• [WHAT TO WORK ON] When the string "leaves" is part of a line below, that line should be copied.

• [GIVEN INFORMATION]

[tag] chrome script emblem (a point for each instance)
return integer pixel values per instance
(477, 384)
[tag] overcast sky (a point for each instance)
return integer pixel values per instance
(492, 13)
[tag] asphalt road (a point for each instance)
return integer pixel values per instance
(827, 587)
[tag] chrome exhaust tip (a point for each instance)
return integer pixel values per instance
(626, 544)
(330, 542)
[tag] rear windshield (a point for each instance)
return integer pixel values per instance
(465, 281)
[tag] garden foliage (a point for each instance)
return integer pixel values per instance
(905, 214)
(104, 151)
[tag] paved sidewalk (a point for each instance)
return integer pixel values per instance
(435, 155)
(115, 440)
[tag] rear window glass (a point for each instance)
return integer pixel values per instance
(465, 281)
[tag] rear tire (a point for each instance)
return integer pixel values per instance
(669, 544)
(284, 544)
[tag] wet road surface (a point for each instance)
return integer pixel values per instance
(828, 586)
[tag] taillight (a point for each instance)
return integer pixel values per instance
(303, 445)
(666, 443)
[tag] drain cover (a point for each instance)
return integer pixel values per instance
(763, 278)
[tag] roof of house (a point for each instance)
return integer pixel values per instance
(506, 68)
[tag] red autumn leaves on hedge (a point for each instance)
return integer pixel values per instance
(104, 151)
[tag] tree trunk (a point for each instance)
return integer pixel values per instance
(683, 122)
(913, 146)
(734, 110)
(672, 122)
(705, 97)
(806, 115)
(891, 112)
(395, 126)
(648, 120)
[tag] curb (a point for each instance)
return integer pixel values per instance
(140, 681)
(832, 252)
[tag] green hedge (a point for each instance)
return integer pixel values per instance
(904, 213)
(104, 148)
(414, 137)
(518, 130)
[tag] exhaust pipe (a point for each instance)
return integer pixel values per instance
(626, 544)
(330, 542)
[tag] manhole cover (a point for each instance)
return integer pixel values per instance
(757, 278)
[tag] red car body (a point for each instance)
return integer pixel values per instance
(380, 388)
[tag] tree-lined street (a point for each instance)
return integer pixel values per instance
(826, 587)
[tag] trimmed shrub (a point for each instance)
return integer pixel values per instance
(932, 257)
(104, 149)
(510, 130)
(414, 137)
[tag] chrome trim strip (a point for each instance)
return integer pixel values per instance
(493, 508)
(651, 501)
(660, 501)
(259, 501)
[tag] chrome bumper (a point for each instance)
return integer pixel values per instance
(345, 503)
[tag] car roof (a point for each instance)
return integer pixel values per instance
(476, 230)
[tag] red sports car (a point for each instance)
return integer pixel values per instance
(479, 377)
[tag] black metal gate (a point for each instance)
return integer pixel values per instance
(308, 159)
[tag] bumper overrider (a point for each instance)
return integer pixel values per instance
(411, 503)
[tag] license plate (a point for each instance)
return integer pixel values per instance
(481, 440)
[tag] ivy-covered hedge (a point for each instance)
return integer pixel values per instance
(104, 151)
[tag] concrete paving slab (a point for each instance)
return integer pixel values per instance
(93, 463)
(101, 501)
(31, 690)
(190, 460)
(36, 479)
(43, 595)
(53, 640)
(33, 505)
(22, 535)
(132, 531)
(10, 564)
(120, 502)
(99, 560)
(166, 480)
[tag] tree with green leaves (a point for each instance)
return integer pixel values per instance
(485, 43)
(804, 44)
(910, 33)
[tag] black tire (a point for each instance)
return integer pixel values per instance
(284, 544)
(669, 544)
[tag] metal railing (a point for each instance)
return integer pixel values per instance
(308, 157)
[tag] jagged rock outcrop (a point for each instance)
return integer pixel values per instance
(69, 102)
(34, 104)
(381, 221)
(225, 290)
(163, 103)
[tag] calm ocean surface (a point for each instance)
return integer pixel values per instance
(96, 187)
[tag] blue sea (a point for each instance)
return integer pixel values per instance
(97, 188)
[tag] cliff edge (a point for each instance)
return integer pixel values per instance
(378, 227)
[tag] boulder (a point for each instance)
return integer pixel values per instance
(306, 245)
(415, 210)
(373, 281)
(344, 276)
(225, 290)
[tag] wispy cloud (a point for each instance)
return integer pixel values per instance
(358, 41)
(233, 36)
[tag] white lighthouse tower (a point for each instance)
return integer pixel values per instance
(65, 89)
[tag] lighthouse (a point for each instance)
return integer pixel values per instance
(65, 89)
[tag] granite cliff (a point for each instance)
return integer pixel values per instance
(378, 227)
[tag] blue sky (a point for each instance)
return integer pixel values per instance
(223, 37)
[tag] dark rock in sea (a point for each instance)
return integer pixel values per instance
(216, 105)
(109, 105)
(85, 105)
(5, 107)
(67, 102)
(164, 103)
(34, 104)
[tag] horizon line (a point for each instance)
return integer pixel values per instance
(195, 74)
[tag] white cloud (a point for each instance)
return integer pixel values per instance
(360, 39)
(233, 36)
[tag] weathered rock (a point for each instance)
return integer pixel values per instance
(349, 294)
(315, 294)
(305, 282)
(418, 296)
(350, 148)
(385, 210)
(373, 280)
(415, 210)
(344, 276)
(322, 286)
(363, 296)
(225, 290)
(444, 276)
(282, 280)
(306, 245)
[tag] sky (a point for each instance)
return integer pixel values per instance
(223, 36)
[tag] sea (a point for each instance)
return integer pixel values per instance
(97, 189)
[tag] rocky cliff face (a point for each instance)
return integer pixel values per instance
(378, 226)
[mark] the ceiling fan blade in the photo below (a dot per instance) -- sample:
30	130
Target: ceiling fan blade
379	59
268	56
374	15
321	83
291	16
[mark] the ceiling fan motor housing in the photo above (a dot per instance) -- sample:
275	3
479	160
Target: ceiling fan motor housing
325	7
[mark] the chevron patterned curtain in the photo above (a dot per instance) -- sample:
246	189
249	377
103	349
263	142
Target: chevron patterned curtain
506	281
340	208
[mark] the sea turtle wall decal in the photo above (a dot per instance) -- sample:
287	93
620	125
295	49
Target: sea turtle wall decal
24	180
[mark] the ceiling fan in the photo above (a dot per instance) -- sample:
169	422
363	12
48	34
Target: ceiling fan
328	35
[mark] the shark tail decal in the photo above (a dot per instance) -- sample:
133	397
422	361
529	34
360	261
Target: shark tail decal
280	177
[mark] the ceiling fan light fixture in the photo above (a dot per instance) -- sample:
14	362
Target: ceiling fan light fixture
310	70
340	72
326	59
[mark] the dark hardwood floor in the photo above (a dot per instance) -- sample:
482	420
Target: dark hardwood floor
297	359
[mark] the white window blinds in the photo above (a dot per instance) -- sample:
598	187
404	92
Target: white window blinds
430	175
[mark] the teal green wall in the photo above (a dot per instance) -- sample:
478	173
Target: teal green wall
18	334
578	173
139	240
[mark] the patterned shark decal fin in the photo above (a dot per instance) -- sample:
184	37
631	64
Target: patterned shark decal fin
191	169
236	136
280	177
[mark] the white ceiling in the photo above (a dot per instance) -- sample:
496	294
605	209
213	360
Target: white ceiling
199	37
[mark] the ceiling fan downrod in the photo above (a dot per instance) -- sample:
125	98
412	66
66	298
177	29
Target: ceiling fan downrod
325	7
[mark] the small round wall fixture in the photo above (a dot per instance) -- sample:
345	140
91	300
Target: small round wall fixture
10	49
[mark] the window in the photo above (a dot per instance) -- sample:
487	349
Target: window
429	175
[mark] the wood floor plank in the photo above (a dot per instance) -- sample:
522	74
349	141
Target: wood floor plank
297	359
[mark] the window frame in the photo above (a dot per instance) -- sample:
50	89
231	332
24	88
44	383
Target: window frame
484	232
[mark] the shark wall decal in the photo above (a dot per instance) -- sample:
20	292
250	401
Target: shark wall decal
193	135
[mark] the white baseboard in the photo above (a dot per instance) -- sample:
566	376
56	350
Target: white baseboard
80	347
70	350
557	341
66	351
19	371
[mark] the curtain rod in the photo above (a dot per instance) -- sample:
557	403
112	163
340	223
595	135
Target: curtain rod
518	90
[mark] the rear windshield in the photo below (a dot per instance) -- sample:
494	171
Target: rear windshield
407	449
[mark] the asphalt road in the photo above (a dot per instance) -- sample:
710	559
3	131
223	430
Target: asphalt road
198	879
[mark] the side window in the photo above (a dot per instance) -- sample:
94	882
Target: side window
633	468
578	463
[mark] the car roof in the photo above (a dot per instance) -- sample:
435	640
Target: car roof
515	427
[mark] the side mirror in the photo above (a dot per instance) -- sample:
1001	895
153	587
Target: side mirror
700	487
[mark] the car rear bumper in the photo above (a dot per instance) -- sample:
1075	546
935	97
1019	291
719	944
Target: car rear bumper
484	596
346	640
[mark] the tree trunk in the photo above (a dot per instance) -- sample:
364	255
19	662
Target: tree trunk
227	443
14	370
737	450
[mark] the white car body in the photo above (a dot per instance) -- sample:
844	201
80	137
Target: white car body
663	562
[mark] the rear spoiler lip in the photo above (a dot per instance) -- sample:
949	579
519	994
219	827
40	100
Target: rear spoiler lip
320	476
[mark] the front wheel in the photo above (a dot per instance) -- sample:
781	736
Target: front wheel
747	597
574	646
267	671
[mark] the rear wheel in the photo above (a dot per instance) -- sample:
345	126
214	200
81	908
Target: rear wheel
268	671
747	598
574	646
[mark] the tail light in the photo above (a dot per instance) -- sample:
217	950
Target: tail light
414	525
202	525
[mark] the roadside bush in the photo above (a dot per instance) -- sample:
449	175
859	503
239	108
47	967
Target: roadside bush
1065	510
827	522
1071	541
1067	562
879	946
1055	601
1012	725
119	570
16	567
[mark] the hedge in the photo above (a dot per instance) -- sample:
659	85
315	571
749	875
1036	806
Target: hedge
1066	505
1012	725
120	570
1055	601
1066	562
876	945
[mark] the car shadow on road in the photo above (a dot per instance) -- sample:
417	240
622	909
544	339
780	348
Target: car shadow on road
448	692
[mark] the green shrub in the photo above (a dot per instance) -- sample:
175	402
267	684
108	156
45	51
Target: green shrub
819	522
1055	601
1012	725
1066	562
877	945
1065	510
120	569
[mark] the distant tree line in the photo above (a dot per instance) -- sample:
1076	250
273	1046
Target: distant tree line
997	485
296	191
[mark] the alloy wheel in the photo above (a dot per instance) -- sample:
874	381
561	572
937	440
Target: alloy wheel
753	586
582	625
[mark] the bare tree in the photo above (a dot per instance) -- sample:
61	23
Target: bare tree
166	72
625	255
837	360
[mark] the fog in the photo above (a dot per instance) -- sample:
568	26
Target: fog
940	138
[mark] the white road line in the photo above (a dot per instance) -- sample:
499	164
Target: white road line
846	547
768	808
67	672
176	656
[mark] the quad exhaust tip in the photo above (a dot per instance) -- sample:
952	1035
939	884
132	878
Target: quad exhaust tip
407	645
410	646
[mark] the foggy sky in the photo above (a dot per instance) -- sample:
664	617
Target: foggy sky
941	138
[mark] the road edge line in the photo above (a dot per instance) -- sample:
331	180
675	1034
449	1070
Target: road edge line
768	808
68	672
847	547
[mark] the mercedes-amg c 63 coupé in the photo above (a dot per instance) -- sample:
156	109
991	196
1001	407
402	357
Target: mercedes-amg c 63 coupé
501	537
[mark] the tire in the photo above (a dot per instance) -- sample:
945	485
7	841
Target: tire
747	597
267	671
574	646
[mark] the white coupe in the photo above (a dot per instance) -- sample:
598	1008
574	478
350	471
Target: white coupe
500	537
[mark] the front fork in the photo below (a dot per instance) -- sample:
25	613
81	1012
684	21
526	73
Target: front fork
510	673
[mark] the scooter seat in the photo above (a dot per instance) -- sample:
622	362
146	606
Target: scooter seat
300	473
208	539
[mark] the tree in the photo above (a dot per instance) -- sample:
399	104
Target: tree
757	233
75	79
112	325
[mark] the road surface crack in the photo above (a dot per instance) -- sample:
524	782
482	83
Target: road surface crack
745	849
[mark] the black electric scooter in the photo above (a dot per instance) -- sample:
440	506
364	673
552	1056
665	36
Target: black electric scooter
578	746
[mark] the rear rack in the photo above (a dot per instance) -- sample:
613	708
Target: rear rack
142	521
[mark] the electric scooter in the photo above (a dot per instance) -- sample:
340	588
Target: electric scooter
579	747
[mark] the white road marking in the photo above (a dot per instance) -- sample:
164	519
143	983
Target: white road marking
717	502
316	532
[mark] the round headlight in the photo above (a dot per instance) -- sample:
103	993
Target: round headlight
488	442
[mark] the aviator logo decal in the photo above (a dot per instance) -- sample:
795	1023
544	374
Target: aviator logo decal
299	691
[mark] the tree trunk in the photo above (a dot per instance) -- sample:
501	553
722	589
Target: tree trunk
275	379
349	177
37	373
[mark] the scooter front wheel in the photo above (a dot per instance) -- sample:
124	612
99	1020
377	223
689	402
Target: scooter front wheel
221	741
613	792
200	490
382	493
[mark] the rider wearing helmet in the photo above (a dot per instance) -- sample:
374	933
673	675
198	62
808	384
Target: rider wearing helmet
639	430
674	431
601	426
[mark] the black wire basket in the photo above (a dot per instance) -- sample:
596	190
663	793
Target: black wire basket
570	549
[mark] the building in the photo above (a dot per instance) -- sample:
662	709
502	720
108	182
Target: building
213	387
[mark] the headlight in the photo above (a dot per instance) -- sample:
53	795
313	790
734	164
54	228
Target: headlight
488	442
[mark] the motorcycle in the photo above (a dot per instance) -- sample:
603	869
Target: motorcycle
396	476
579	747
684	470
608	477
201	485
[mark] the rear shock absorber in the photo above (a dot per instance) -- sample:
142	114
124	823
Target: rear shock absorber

• [ANSWER AREA]
[tag] red autumn leaves on hedge (a point for each instance)
[tag] tree with green leaves (a point for each instance)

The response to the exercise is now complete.